Task prompt. Report how many lines of the records below contain the word "screen". Give only the number.

Excerpt from a dataset
***

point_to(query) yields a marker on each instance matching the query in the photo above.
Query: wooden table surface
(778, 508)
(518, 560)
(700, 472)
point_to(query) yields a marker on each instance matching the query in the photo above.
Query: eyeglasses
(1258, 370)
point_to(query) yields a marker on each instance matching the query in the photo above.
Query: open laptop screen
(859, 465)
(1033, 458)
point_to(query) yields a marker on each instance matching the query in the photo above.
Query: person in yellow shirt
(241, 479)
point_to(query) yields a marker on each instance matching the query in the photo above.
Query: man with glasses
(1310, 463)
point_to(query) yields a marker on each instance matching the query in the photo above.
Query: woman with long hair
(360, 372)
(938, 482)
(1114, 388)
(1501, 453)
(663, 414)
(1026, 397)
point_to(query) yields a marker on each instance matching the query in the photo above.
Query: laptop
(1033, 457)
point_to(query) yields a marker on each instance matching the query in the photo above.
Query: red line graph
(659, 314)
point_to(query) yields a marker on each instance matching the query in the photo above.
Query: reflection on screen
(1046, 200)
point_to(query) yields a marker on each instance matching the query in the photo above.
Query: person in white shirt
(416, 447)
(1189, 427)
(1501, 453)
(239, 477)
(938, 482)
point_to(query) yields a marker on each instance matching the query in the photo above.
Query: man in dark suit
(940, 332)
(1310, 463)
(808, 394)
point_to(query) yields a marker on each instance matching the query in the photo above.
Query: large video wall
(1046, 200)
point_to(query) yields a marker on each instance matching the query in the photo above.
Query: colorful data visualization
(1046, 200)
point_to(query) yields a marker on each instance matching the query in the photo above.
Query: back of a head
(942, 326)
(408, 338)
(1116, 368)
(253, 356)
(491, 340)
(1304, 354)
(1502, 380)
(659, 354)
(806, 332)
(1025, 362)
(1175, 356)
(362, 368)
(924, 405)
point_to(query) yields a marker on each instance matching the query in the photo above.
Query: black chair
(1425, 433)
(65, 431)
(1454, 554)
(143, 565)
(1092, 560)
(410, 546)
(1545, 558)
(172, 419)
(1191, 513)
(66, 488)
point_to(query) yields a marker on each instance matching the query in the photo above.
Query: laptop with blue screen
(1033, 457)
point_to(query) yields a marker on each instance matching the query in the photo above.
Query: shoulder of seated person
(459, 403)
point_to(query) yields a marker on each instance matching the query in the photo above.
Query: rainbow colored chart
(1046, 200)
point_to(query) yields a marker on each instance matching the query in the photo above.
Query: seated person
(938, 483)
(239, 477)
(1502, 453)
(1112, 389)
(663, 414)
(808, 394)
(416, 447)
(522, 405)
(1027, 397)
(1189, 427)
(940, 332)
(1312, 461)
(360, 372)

***

Exercise response. 3